DOCUMENT PASSAGE: Begin

I shall focus entirely on those parts of the report which deal with education. Information technology has already begun to produce changes which, cumulatively, will amount to a social revolution. Education must be given a primary role if society is to be adequately prepared to deal with those changes as they occur. The changes are revolutionary because,
An impressive amount of work in this field has already been undertaken in the UK. A recent study of G7 countries showed that in secondary schools the United Kingdom has the most computers per 100 pupils--12 per 100 pupils. We were the third highest in primary schools after only Canada and the United States. However, as has been said so often this evening, leadership is now urgently needed in the whole field of information technology. Not only must different activities be co-ordinated but they must be drawn together in a national strategy. Thirty thousand independent purchasers--for there are 30,000 individual schools--can make many expensive mistakes if they are not given clear guidance in a co-ordinated national strategy. Some schools and colleges are moving forward admirably. About 5,000 schools and colleges are already connected to the Internet. But the divide is widening between schools which are moving forward and those
which are not. If we are to make a success of the information society, every child must be entitled to these information and communication technologies.This problem knows no boundaries and it certainly cannot be contained within the ambit of individual government departments. We need a co-operative, co-ordinated approach and leadership within an agreed national framework providing guidance but at the same time allowing local initiative and competition. For instance, in the field I am looking at this evening why should we not create a school intranet, to provide a national education framework? The intranet could drive connectivity through all the schools. The intranet could enable government and the department to communicate electronically with all schools and colleges, an innovation which might ultimately be self-financing and even save money. It is estimated that the department currently spends in excess of £9 million a year on postage in communicating with schools.
The intranet could become a prime means for communicating with all staff, especially in academic fields and matters of the curriculum. It would provide a minimum platform of appropriate standards and it could harness expenditure and minimise the risk of inappropriate expenditure. Again, as already pointed out, we were not convinced that the present arrangements, including the new Cabinet Committee GEN 37, working within government protocol, could produce the kind of galvanised leadership that we have in mind. Incidentally, it would be quite interesting to know how often GEN 37 has actually met in, say, the past six months. Perhaps the Minister, when he replies, will let us know.
The most important point I want to deal with is the committee's concern with the state of teacher training. Our fears have not been allayed by the Government's response. First, we recommended that all initial teacher training courses should contain an information technology module. I do not know whether noble Lords will believe it, but the teacher training agency has still not confirmed that information technology will even be included in the national curriculum for initial teacher training. For established teachers the agency is considering information technology as part of the profile for newly qualified and experienced teachers. But that does not go far enough. A modular accreditation should be available to all serving teachers to enhance their qualifications. Accreditation is what is needed for that would create a market in the teaching profession for the development of information and communication technologies. Moreover, teachers should be offered opportunities to develop IT skills through the technology itself; through networks, CD ROMs and the like. Why not offer financial assistance to teachers to help them in purchasing their own equipment in order to have personal access to this new world?

DOCUMENT PASSAGE: End
SUPPLIED ENTRIES: Begin

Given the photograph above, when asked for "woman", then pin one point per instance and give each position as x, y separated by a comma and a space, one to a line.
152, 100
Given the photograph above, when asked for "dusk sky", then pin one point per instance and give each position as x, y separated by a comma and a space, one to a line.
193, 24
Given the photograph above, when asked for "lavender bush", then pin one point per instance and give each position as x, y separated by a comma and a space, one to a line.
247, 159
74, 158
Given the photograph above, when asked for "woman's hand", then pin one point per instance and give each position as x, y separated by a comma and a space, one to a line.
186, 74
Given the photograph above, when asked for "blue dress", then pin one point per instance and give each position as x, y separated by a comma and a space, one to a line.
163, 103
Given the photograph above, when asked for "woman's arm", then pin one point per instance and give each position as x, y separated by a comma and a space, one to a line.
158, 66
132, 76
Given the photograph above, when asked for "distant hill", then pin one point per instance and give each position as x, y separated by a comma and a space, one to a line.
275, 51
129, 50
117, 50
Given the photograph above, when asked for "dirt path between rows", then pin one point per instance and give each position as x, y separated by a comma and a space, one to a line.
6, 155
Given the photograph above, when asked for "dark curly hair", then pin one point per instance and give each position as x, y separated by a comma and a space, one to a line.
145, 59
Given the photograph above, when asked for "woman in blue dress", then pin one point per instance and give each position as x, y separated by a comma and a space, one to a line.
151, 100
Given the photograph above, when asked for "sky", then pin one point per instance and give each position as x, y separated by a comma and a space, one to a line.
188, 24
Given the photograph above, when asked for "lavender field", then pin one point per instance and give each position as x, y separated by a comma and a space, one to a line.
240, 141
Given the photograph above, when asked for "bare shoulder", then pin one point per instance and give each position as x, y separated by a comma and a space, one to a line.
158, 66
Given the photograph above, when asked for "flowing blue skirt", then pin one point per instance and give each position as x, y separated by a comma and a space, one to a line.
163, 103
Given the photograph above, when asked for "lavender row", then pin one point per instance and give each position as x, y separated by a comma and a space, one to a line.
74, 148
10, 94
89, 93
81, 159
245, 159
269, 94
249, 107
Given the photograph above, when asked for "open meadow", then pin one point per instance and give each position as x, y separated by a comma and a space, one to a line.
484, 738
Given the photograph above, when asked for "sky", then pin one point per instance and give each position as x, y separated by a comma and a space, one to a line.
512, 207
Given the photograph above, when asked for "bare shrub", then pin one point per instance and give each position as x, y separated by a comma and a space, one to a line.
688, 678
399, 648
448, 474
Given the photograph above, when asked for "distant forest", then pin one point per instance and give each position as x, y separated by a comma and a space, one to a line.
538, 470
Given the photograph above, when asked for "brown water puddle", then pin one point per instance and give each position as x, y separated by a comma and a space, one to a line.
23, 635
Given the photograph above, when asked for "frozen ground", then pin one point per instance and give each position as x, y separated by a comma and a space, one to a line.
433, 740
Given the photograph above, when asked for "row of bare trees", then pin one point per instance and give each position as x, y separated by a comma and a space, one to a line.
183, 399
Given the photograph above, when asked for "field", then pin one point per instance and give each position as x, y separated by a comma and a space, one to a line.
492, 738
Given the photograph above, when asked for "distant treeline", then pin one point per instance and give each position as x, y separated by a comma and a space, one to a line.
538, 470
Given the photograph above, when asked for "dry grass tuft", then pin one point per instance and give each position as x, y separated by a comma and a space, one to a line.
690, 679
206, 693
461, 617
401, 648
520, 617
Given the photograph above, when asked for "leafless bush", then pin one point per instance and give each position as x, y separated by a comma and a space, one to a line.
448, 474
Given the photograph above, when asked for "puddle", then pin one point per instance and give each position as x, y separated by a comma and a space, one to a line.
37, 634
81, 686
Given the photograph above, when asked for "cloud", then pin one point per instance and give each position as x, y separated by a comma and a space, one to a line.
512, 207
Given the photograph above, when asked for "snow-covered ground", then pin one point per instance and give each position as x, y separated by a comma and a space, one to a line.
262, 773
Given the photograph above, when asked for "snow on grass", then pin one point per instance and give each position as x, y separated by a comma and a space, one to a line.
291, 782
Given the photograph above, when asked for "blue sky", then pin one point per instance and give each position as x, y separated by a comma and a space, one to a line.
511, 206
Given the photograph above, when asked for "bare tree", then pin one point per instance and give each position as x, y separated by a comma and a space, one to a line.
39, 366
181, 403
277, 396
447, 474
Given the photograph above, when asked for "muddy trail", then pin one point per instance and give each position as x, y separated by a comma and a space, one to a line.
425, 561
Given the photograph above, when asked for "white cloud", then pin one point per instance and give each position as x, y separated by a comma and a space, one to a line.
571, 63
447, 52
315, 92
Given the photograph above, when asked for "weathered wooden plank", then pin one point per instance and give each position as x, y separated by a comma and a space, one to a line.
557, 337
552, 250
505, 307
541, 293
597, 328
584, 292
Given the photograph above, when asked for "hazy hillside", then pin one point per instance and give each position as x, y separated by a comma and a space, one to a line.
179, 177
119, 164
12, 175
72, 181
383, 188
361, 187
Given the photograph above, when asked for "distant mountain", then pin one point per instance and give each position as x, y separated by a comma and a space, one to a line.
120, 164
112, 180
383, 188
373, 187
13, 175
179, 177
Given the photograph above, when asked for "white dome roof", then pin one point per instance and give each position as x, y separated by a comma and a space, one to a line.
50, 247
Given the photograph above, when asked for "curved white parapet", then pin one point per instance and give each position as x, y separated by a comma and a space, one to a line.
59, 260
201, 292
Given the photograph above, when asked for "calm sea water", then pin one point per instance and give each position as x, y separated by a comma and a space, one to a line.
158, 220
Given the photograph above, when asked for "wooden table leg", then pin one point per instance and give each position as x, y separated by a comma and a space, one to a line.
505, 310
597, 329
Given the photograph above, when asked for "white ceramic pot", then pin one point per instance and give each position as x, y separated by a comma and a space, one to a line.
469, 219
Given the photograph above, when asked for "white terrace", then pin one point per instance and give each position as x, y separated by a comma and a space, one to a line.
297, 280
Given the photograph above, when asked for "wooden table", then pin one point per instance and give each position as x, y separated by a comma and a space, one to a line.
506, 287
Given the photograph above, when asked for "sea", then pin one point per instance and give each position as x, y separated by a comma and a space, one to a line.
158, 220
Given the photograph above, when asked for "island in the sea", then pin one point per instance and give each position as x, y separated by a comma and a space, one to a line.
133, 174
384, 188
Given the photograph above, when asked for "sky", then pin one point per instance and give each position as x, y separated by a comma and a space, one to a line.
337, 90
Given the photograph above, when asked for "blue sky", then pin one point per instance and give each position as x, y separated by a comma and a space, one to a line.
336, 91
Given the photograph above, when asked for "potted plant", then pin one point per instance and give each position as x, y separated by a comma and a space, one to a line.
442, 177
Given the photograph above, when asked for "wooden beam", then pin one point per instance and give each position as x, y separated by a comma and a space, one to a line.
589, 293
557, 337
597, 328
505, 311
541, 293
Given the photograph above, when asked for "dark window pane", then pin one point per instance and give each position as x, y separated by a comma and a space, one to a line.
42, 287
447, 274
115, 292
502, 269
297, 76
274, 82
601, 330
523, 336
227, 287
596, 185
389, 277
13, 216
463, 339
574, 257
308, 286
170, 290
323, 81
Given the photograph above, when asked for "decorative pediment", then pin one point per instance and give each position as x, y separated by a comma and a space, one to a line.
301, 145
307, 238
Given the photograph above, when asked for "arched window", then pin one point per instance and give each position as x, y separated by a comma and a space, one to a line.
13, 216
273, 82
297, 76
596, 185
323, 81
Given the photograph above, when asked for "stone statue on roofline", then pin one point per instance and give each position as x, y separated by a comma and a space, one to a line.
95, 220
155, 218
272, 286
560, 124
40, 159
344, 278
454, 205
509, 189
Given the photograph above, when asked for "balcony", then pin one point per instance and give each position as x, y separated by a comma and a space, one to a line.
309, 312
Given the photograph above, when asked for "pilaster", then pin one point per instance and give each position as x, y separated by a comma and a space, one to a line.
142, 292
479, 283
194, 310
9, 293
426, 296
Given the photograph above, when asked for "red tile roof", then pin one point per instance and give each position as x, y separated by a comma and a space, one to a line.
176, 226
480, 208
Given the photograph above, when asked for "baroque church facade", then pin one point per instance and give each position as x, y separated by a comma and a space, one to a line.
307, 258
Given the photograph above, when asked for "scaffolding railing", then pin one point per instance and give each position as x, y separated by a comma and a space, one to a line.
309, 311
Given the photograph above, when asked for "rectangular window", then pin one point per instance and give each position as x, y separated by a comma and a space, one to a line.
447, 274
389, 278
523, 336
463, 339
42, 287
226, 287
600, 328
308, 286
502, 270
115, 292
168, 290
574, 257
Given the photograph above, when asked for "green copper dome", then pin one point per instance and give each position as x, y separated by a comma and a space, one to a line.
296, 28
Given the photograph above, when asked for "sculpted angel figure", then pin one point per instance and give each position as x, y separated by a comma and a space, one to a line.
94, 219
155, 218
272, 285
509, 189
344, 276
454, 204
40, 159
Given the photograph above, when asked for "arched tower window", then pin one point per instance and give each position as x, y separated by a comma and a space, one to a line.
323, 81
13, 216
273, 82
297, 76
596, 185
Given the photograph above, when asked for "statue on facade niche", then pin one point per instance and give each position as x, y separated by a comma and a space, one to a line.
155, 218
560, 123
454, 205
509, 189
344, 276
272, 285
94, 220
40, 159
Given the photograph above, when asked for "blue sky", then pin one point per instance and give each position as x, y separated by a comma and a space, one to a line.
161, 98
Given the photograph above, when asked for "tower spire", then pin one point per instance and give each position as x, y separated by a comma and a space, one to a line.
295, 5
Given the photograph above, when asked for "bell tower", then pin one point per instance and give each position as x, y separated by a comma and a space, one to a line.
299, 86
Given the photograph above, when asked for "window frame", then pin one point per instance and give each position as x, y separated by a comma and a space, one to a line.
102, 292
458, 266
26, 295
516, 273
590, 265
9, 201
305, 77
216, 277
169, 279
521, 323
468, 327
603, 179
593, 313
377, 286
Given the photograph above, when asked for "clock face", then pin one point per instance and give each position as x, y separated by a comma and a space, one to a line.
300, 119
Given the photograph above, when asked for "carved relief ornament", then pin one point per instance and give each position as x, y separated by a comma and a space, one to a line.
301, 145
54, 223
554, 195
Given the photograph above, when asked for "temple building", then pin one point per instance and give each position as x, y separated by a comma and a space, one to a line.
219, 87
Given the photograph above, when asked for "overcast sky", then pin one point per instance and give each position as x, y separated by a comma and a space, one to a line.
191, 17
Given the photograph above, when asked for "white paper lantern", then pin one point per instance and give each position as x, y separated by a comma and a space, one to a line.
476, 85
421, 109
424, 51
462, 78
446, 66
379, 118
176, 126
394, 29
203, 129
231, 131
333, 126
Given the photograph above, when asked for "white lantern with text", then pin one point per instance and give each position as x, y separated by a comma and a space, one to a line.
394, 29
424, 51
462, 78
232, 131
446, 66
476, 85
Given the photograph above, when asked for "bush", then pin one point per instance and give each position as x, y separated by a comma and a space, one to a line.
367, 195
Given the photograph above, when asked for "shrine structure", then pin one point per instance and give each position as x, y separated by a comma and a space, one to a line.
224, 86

SUPPLIED ENTRIES: End

_WORK TASK 1_
Do these statements agree with the speech on information technology in education? Answer yes or no for each, quoting the words that decide it.
(a) In primary schools, the UK ranked third for computers, behind only Canada and the United States.
(b) About 30,000 schools and colleges are already connected to the Internet.
(c) The department spends less than £9 million a year on postage to schools.
_WORK TASK 2_
Can you copy the speech on information technology in education word for word, from "The intranet could become" up to and including "let us know."?
The entries come from another source.

_EXERCISE ANSWER 1_
(a) Yes: "We were the third highest in primary schools after only Canada and the United States."
(b) No: "About 5,000 schools and colleges are already connected to the Internet."
(c) No: "It is estimated that the department currently spends in excess of £9 million a year on postage in communicating with schools."

_EXERCISE ANSWER 2_
The intranet could become a prime means for communicating with all staff, especially in academic fields and matters of the curriculum. It would provide a minimum platform of appropriate standards and it could harness expenditure and minimise the risk of inappropriate expenditure. Again, as already pointed out, we were not convinced that the present arrangements, including the new Cabinet Committee GEN 37, working within government protocol, could produce the kind of galvanised leadership that we have in mind. Incidentally, it would be quite interesting to know how often GEN 37 has actually met in, say, the past six months. Perhaps the Minister, when he replies, will let us know.